__EXCERPT TO READ__.

▼

Often described as a “Jewgrass” band due to the commitment and connection to their religion and upbringing, Nefesh Mountain’s Eric Lindberg and Doni Zasloff manage to dismiss any disparities between ethnicity and the essence of abject grassicana. So too, as their exceptional new album, Songs For the Sparrows, demonstrates so demonstratively, that delineation isn’t really necessary regardless. Theirs is a sound that’s infectious, exuberant, and infused with pure melodic prowess.
Likewise, it’s a testament to their talent that an exceptional group of musicians plays a role in the proceedings — among them, Jerry Douglas, Sam Bush, Bryan Sutton, John Doyle, and Mike McGoldrick — while creating a musical mesh that literally sweeps these songs along while providing for a series of seemingly breathtaking encounters. That’s especially evident on the extended instrumental, Suite for a Golden Butterfly, a medley comprised of interlocked interludes that segue from a solemn starting point into some Celtic crosshairs, only to end up immersed in the midst of fully rousing revelry. Likewise, In the Here and Now, a lengthy melodic excursion that finds Douglas and Bush playing prominently at the fore, crests and climbs, making for a mesmerizing melodic sojourn all along the way.

▲

__REQUIREMENT__. Reproduce the album review word for word, from "Likewise, it’s a" to "along the way.", including both of those phrases.

__DATASET EXTRACT__.

▼

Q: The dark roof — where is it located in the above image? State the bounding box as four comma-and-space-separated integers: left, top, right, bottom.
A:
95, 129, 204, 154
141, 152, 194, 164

▲

__WRITTEN RESPONSE__.
Likewise, it’s a testament to their talent that an exceptional group of musicians plays a role in the proceedings — among them, Jerry Douglas, Sam Bush, Bryan Sutton, John Doyle, and Mike McGoldrick — while creating a musical mesh that literally sweeps these songs along while providing for a series of seemingly breathtaking encounters. That’s especially evident on the extended instrumental, Suite for a Golden Butterfly, a medley comprised of interlocked interludes that segue from a solemn starting point into some Celtic crosshairs, only to end up immersed in the midst of fully rousing revelry. Likewise, In the Here and Now, a lengthy melodic excursion that finds Douglas and Bush playing prominently at the fore, crests and climbs, making for a mesmerizing melodic sojourn all along the way.